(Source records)

----

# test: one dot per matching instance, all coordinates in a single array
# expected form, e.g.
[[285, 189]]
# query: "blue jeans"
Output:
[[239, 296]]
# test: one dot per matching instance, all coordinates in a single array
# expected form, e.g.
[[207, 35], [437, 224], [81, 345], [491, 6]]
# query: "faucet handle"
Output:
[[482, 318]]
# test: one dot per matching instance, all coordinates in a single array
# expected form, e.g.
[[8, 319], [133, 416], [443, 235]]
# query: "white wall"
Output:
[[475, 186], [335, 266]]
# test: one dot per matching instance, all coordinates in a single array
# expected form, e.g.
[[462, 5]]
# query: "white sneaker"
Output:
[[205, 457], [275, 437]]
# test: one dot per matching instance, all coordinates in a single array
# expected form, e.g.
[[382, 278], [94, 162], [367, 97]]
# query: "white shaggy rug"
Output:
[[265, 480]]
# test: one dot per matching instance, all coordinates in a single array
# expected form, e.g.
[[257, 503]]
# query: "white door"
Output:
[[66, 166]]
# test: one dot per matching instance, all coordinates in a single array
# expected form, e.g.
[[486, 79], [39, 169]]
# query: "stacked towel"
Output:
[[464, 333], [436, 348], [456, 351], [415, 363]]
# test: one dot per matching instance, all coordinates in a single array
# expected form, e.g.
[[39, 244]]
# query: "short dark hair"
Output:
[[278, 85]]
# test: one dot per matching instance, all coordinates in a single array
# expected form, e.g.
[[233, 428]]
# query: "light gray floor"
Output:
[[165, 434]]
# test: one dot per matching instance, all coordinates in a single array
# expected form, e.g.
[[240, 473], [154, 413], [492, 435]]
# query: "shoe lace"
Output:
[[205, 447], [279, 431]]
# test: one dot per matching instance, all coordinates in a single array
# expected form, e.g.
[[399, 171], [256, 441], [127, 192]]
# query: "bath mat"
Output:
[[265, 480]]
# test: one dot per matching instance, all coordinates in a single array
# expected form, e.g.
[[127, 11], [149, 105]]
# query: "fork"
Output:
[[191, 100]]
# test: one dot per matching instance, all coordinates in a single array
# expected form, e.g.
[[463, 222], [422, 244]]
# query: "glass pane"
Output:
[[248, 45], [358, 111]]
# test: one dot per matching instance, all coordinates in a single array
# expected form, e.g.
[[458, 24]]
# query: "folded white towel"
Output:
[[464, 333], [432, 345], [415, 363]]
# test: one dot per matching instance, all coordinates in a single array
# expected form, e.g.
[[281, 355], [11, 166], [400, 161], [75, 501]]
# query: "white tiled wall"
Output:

----

## [What to produce]
A bare number is required: the count of lines above with the string "wall".

## [Finished exercise]
2